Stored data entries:
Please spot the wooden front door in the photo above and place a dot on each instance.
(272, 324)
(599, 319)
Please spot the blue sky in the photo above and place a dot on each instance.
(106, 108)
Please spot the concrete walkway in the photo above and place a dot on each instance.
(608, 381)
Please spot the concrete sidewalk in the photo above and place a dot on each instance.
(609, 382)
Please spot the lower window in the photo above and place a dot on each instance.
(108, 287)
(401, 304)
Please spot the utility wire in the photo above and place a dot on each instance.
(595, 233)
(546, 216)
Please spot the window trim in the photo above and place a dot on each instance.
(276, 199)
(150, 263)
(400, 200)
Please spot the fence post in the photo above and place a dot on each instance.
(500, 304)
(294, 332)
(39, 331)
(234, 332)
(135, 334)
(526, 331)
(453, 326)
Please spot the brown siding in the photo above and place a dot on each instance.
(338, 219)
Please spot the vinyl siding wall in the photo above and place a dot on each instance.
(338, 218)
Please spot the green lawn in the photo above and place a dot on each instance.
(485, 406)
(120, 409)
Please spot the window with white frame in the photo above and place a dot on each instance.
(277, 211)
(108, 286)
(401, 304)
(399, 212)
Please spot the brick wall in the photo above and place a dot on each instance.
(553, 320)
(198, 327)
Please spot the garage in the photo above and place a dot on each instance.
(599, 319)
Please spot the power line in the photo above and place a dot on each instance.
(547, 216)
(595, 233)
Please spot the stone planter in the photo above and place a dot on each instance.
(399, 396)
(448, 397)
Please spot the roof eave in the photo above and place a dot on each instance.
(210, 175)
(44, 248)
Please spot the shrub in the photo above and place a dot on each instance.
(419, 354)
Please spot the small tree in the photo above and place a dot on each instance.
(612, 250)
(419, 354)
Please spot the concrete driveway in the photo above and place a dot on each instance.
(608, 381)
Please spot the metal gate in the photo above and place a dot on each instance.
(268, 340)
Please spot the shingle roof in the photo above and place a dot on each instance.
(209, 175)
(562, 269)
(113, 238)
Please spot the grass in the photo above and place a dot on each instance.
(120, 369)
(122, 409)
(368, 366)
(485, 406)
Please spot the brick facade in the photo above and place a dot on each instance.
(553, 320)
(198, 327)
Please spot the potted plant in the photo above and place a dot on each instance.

* Activity:
Copy each line above exactly as it stands.

* Problem solution:
Please spot the wooden front door in the photo above and place a dot on each instance.
(272, 324)
(599, 319)
Please spot the blue sky in the photo above and place a dot on each instance.
(106, 108)
Please spot the concrete walkway in the photo above and place a dot on each instance.
(608, 381)
Please spot the concrete sidewalk in the photo above and place a dot on each instance.
(609, 382)
Please spot the lower window in the photo above and place a dot on each instance.
(108, 287)
(401, 304)
Please spot the utility wire in the photo above and place a dot on each instance.
(595, 233)
(546, 216)
Please spot the window trim in the photo above and place a dot on each instance.
(276, 199)
(150, 263)
(400, 200)
Please spot the fence post in the photo above and place a dot on each instance.
(500, 304)
(294, 332)
(39, 331)
(234, 332)
(135, 334)
(526, 331)
(453, 326)
Please spot the brown siding in the photo above and place a dot on each instance.
(338, 219)
Please spot the vinyl siding wall in the photo above and place a dot on each instance.
(338, 218)
Please spot the green lawn in the photo above and place a dot on each instance.
(485, 406)
(120, 409)
Please spot the window with white frame in the photo above and place a dot on each instance.
(277, 211)
(108, 286)
(401, 304)
(399, 212)
Please spot the brick wall in the photo above and place a dot on each instance.
(553, 320)
(198, 327)
Please spot the garage in the photo above and place a dot on each instance.
(599, 319)
Please spot the power line in the photo above and place a dot on each instance.
(547, 216)
(595, 233)
Please spot the stone planter in the photo above and place a dot on each instance.
(399, 396)
(448, 397)
Please spot the roof eave in the photo above and place a dot on each instance.
(210, 175)
(44, 248)
Please spot the shrub in the photo above and place a dot on each instance.
(419, 354)
Please spot the small tree in the photo above and place a dot on each instance.
(612, 250)
(419, 354)
Please spot the concrete driveway in the photo above and place a dot on each instance.
(608, 381)
Please spot the metal gate in the photo above and place a dot on each instance.
(268, 340)
Please spot the shingle roof in the photo above and place a dot on each instance.
(209, 175)
(562, 269)
(113, 238)
Please spot the grass in the photo above and place a dot on each instance.
(120, 369)
(122, 409)
(368, 366)
(485, 406)
Please spot the brick facade in the photo above and place a dot on each instance.
(553, 320)
(198, 327)
Please spot the potted plant in the photo above and place a dot on each instance.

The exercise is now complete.